_TEXT EXCERPT_:
──────────
Journalist Mindy Belz spoke truth to power at the 2019 Ministerial to Advance Religious Freedom sponsored by the U.S. State Department.  She argued that a culture will miss the Christian community when it’s gone.

Belz has a deep resume of reporting from war-torn areas while embedded with affected communities.  She said, “In Iraq, Christians formed the backbone of the middle class.  They were the shopkeepers and professionals.  Without them, Iraq is poorer.  The ‘victims,’ then, aren’t only those who are targeted.”  A society that pushes Christians to the margins writes itself into a groundless, exploitative pulp fiction.  It ignores the true stories of the past and present that tell of Christians seasoning cultures with compassion, dignity, and charity.

In ancient Rome, we rescued babies left to die, tended people sick with plagues, and fed the hungry including non-Christians.  In the Middle Ages we founded universities and advanced science and medicine.  Today we have organizations like these 2019 Hope Awards for Effective Compassion recipients: Scarlet Hope in Louisville, that rescues exploited women; Little Light Christian School in Oklahoma City that educates children of prisoners; 20schemes in Scotland that lifts people from poverty, crime, and addiction; Watered Gardens in Joplin, MO, that helps jobless and homeless men; and Purposeful Design in Indianapolis that provides woodworking jobs to former prisoners.
──────────
_DATA SHOWN_:
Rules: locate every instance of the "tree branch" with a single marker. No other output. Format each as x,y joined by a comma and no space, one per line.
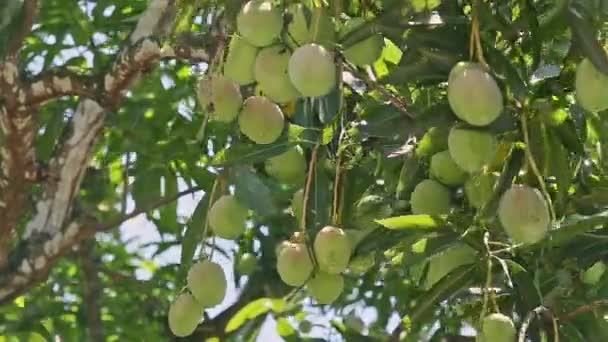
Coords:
──────────
_ASSIGNMENT A_: Which organizations does the text on Christian contributions to society name as recipients of the 2019 Hope Awards for Effective Compassion?
_ASSIGNMENT B_: Can you resume the text on Christian contributions to society, picking up right after its final sentence?

_ANSWER SPACE A_: Scarlet Hope, Little Light Christian School, 20schemes, Watered Gardens, and Purposeful Design.

_ANSWER SPACE B_:
In his book, Unimaginable, Jeremiah Johnston describes how Christians benefit humanity, and why.  It’s because believers past and present have seen by this light: “God is loving; human life (that is, all life – old, young, sick, healthy, disabled, afflicted) is sacred to God; and…believing the kingdom of God was coming and yet in their midst, they prepared by caring for the sick, marginalized, and hurting, immediately.”  Indeed, that is what Jesus taught in his Sermon on the Mount, considered a magnum opus of ethics for His followers (Matt. 5-7).  And did He not elevate love of God and neighbor (Matt. 22:37-40) as the greatest commands?  Even if an individual or culture does not accept Jesus’ teachings, they will benefit from having people around who take them seriously.

Jesus said, “You are the salt of the earth; but if the salt has become tasteless, how can it be made salty again?” (Matt. 5:13).  Make no mistake.  It’s not just about a grain of salt.  It takes many shakes of the shaker to bend the flavor curve, even as each grain does its part.  Simply said, you are part of something far larger than yourself when you participate in what the Father is doing in the world.  Jesus said He did only what the Father directed (John 5:19), and He’s our example.  God is glorified, and your life, family, and culture are more savory when your life of faith is lived so that people taste the salt.